Título: O Nome da
Rosa
Autor: Umberto Eco
Editora: Gradiva
Sinopse:
Um estudioso descobre casualmente a tradução francesa de um manuscrito
do século XIV: o autor é um monge beneditino alemão, Adso de Melk, que narra,
já em idade avançada, uma perturbante aventura da sua adolescência, vivida ao
lado de um franciscano inglês, Guilherme de Baskerville.
Estamos em 1327. Numa abadia beneditina reúnem-se os teólogos de João
XXII e os do Imperador. O objecto da discussão é a pregação dos Franciscanos,
que chamam a igreja à pobreza evangélica e, implicitamente, à renúncia ao poder
temporal.
Guilherme de Baskerville, tendo chegado com o jovem Adso pouco antes das
duas delegações, encontra-se subitamente envolvido numa verdadeira história
policial. Um monge morreu misteriosamente, mas este é apenas o primeiro dos
sete cadáveres que irão transtornar a comunidade durante sete dias. Guilherme
recebe o encargo de investigar estes possíveis crimes. O encontro entre os teólogos
fracassa, mas não a investigação.
Opinião:
Nunca um livro abrangeu de uma forma tão perfeita os componentes mais
diversos: uma excelente caracterização histórica, as constantes e exigentes
reflexões filosóficas, uma crítica social pujante e, acima de tudo, um
verdadeiro enredo policial intenso e profundamente intrigante.
Umberto Eco desenvolve um retrato histórico sublime da Europa no século
XIV, do quotidiano numa abadia beneditina, ao mesmo tempo que, com um engenho inigualável,
cria uma investigação criminal complexa, capaz de capturar a atenção do leitor
até à última página. Todo o ambiente de intriga e suspeita que rodeia a Abadia
à medida que as mortes se sucedem é retratado com mestria. Os pormenores são vitais
nesta estória, pequenas pistas são fornecidas de uma forma subtil e, quando
todos os detalhes se unem no final, compõem a imagem de uma cadeia de
acontecimentos macabros e potenciados por uma mente profundamente perturbada.
Paralelamente, são abordadas questões sempre atuais da condição humana:
a desigualdade social, o preconceito perante a homossexualidade, a ambição
desmedida, a riqueza e poder desmesurados da Igreja, e a manipulação
generalizada do povo.
A premissa mais explorada nesta obra é, na verdade, a seguinte: será que
Jesus Cristo riu? Algo nunca demonstrado pelos Evangelhos e um comportamento aparentemente
incompatível com a dimensão da sua missão como Filho de Deus. Uma questão
aparentemente irrelevante, quase jocosa, que o autor critica impiedosamente, mas
que dá azo a um debate aceso e constituirá a chave para deslindar o enigma das
sete mortes. É no âmbito destas discussões filosóficas entre os teólogos da
época que o leitor certamente se sentirá mais perdido. Confesso que não domino
grande parte das questões culturais abordadas e, por isso, foi necessária uma
grande ginástica mental e alguma paciência para seguir a linha de pensamento
descrita. De igual modo, a falta de tradução para as frases em latim constituiu
outro entrave à leitura, na medida em que sinto que perdi grande parte da
subtileza do discurso e da natureza das críticas que o autor pretendia transmitir.
* * * *
Lista de tarefas –
1. Pode reproduzir o trecho da recensão de O Nome da Rosa que começa em "Guilherme de Baskerville, tendo" e termina em "e profundamente intrigante."?
2. Como resumiria em duas frases a recensão de O Nome da Rosa?
3. Consegue continuar a recensão de O Nome da Rosa a partir do ponto em que termina?

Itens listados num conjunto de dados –
* * * *
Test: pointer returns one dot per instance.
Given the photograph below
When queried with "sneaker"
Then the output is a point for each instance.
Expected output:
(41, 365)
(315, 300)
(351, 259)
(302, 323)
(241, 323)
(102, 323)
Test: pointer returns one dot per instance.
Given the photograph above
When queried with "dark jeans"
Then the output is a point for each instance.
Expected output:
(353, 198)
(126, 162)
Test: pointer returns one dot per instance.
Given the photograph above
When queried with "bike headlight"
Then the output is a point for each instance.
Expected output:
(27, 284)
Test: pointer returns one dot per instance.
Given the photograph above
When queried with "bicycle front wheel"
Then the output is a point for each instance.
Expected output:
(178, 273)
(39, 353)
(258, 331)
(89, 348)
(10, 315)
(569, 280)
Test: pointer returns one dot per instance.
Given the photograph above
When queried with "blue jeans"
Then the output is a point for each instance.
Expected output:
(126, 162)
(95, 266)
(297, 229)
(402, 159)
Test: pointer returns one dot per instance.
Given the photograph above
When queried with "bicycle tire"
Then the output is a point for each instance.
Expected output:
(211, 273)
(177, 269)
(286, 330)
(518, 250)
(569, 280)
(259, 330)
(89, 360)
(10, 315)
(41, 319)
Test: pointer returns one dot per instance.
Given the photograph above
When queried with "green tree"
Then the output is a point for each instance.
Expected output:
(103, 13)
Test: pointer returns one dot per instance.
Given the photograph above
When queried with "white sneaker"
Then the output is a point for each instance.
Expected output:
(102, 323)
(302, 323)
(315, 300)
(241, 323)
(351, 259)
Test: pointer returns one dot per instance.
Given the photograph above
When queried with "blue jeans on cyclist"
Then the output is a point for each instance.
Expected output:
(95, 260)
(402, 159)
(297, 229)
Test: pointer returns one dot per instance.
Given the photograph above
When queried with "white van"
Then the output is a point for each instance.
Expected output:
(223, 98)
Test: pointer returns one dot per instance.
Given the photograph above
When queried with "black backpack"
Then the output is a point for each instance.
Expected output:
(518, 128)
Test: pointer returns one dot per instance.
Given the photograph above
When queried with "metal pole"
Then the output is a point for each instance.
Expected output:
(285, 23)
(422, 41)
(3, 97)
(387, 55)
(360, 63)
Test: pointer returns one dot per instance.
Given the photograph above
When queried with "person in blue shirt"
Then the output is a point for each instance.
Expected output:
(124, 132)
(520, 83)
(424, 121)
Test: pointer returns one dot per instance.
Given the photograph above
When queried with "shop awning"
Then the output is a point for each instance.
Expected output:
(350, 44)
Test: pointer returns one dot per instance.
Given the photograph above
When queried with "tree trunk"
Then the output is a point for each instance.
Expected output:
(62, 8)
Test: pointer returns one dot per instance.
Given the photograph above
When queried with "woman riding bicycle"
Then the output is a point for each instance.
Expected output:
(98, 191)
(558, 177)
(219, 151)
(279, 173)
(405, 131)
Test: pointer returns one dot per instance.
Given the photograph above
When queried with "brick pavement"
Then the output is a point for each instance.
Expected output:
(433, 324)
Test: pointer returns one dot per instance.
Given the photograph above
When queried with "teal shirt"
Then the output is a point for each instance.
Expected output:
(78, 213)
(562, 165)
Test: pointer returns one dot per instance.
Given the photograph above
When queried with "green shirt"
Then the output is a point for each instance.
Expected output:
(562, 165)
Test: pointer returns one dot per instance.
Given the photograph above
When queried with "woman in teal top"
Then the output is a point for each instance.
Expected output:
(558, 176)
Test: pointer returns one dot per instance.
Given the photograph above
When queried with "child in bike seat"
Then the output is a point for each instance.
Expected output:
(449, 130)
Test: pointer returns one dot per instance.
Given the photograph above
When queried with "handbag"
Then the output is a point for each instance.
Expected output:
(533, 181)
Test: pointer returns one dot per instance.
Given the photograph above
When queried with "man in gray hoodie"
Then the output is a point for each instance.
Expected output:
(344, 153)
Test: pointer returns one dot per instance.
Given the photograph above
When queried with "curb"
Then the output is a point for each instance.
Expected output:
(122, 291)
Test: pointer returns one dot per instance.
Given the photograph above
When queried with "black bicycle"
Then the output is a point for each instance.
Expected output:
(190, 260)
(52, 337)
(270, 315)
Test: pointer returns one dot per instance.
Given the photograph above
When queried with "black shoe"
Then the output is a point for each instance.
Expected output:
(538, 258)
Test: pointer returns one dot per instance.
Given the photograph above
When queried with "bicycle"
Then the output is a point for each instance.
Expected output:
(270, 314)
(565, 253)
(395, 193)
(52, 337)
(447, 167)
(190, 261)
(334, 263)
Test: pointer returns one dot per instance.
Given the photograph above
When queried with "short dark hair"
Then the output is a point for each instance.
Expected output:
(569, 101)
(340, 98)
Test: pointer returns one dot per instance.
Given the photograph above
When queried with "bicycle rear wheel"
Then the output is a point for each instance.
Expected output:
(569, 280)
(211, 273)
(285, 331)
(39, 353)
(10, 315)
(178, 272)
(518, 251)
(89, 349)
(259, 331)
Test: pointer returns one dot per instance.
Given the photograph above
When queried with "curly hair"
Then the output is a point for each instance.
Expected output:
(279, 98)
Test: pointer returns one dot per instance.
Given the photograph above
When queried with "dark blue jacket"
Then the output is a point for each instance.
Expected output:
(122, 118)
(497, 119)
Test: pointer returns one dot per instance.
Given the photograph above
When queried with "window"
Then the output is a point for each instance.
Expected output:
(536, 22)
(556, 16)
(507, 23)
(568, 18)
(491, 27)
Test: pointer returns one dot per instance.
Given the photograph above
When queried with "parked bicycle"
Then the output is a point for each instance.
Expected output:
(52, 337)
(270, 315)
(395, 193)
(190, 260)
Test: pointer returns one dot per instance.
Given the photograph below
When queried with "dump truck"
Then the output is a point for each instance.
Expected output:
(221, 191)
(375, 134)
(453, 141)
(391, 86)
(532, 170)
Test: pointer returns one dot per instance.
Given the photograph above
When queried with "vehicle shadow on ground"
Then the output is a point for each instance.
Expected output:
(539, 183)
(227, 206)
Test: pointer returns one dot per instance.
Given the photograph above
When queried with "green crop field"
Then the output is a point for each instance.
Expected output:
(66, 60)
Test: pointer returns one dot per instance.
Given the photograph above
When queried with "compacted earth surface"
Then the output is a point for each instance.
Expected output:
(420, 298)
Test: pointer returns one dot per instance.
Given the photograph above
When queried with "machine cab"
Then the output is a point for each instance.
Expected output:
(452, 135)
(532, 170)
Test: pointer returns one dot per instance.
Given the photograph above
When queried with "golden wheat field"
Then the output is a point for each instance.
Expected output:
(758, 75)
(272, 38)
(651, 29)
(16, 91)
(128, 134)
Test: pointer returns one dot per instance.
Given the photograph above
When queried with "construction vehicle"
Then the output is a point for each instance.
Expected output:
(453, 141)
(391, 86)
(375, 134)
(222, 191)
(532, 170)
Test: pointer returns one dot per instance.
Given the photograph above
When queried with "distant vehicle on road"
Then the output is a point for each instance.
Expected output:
* * * *
Respostas às tarefas –
1.
Guilherme de Baskerville, tendo chegado com o jovem Adso pouco antes das
duas delegações, encontra-se subitamente envolvido numa verdadeira história
policial. Um monge morreu misteriosamente, mas este é apenas o primeiro dos
sete cadáveres que irão transtornar a comunidade durante sete dias. Guilherme
recebe o encargo de investigar estes possíveis crimes. O encontro entre os teólogos
fracassa, mas não a investigação.
Opinião:
Nunca um livro abrangeu de uma forma tão perfeita os componentes mais
diversos: uma excelente caracterização histórica, as constantes e exigentes
reflexões filosóficas, uma crítica social pujante e, acima de tudo, um
verdadeiro enredo policial intenso e profundamente intrigante.

2. Em 1327, numa abadia beneditina onde se reúnem os teólogos de João XXII e os do Imperador, o franciscano Guilherme de Baskerville, chegado com o jovem Adso, recebe o encargo de investigar a morte misteriosa de um monge, a primeira de sete ao longo de sete dias. A recensão elogia a caracterização histórica, as reflexões filosóficas, a crítica social e o enredo policial, mas aponta como entraves as discussões teológicas difíceis de seguir e a falta de tradução das frases em latim.

3.
Mesmo assim, foi muito interessante acompanhar estes debates que fomentaram a
minha reflexão crítica. Acredito que esta leitura será um verdadeiro deleite
para quem aprecie – e seja versado em – disciplinas como a história, filosofia
e religião.
As personagens são, também, o grande trunfo do autor, principalmente Guilherme
de Baskerville. Recorrendo somente à sua mente perspicaz, o irmão Guilherme
ensina ao jovem Adso a importância da reflexão e do pensamento lógico. É
verdadeiramente impressionante a maneira como o seu intelecto produz saltos
lógicos tão obscuros que deixarão qualquer leitor embasbacado. De igual modo, é
um protagonista com o qual se desenvolve uma empatia instantânea,
principalmente pelo papel de mentor que estabelece com Adso e os laivos de
humor que caracterizam os seus momentos de orgulho perante as suas descobertas.
No entanto, para mim, a protagonista é sem dúvida a biblioteca da
abadia, com todos os segredos que encerra. A alma de toda a obra, um verdadeiro
labirinto do saber e a essência de todo o mal do qual a abadia padece. É
através da biblioteca que Umberto Eco tece uma grande crítica à sociedade da
época: será que o conhecimento deve ser acessível a todos ou deverá permanecer
enclausurado num labirinto, disponível apenas para uma elite exclusiva?
É fantástico como um livro tão denso, repleto de conteúdos complexos, consegue,
ao mesmo tempo, perpetuar um ritmo fluído e incentivar o leitor a virar as
páginas na ânsia de desvendar os seus segredos. Uma leitura que aconselho
vivamente aos amantes da história e filosofia, mas também a todos aqueles que
se queiram deslumbrar com um enredo intrinsecamente delineado, onde o mais ínfimo
detalhe constitui uma peça fulcral no mosaico de intrigas e enigmas que Umberto
Eco magistralmente arquitetou.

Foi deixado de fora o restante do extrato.